Il faut également compter avec les «anti-vaxxers», militants anti-vaccination qui sont intimement persuadés des multiples toxicités des immunisations. C’est, outre-Atlantique, une minorité militante mais particulièrement bien organisée dans l’espace démocratique. Or, les Etats-Unis sont (une nouvelle fois) en période préélectorale (le scrutin est en novembre 2016) et la prime dynamique est (comme toujours) donnée à celles et ceux qui parlent le plus fort dans les espaces médiatiques.
C’est dire si l’on y écoute Chris Christie, sénateur du New Jersey et favori à la nomination républicaine. Selon lui «tous les vaccins ne sont pas égaux, comme toutes les maladies ne présentent pas le même risque pour la santé publique» (ce qui n’est pas faux) et «les parents doivent avoir une marge de décision» en ce qui concerne la vaccination de leurs enfants (ce qui peut légitimement se défendre). En 2009, M. Christie avait refusé d’écarter la possibilité d’un lien vaccin-autisme.

◆ **DONNÉES EXTRAITES**

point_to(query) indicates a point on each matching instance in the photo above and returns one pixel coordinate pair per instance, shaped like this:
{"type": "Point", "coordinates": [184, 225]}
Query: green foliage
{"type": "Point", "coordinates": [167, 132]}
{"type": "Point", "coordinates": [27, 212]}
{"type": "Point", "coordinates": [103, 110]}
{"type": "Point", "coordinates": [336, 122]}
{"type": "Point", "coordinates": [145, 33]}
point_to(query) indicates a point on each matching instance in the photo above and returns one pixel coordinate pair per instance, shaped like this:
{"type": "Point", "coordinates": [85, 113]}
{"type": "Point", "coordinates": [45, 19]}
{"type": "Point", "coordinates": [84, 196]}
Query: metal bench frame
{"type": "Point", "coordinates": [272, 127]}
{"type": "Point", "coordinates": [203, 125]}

◆ **MISE EN APPLICATION**
• 1. Relevez tous les passages placés entre parenthèses dans le texte sur les militants anti-vaccination.
• 2. Traduisez en anglais la phrase suivante de l'extrait à lire : « En 2009, M. Christie avait refusé d'écarter la possibilité d'un lien vaccin-autisme. »
• 3. Poursuivez le texte sur les militants anti-vaccination aux États-Unis, à la suite de sa dernière phrase.

◆ **RÉSULTATS DES EXERCICES**
• 1.
- une nouvelle fois
- le scrutin est en novembre 2016
- comme toujours
- ce qui n'est pas faux
- ce qui peut légitimement se défendre

• 2. In 2009, Mr. Christie had refused to rule out the possibility of a vaccine-autism link.

• 3.
Il faut aussi compter avec le sénateur du Kentucky, Rand Paul. Ce ténor républicain fait appel au concept sacré de liberté-propriété. «L’Etat ne possède pas vos enfants, les parents possèdent leurs enfants, dit-il. On veut parfois donner cinq ou six vaccins à la fois. J’ai choisi d’espacer les miens (...) sur plusieurs mois. J’ai entendu des histoires tragiques d’enfants normaux qui marchaient, parlaient et qui ont développé des troubles mentaux après des vaccins. Je ne dis pas que les vaccins sont une mauvaise idée, au contraire. Mais les parents devraient avoir leur mot à dire.» Rand Paul, qui a suivi une formation médicale, a dit son mot : tous ses enfants sont vaccinés.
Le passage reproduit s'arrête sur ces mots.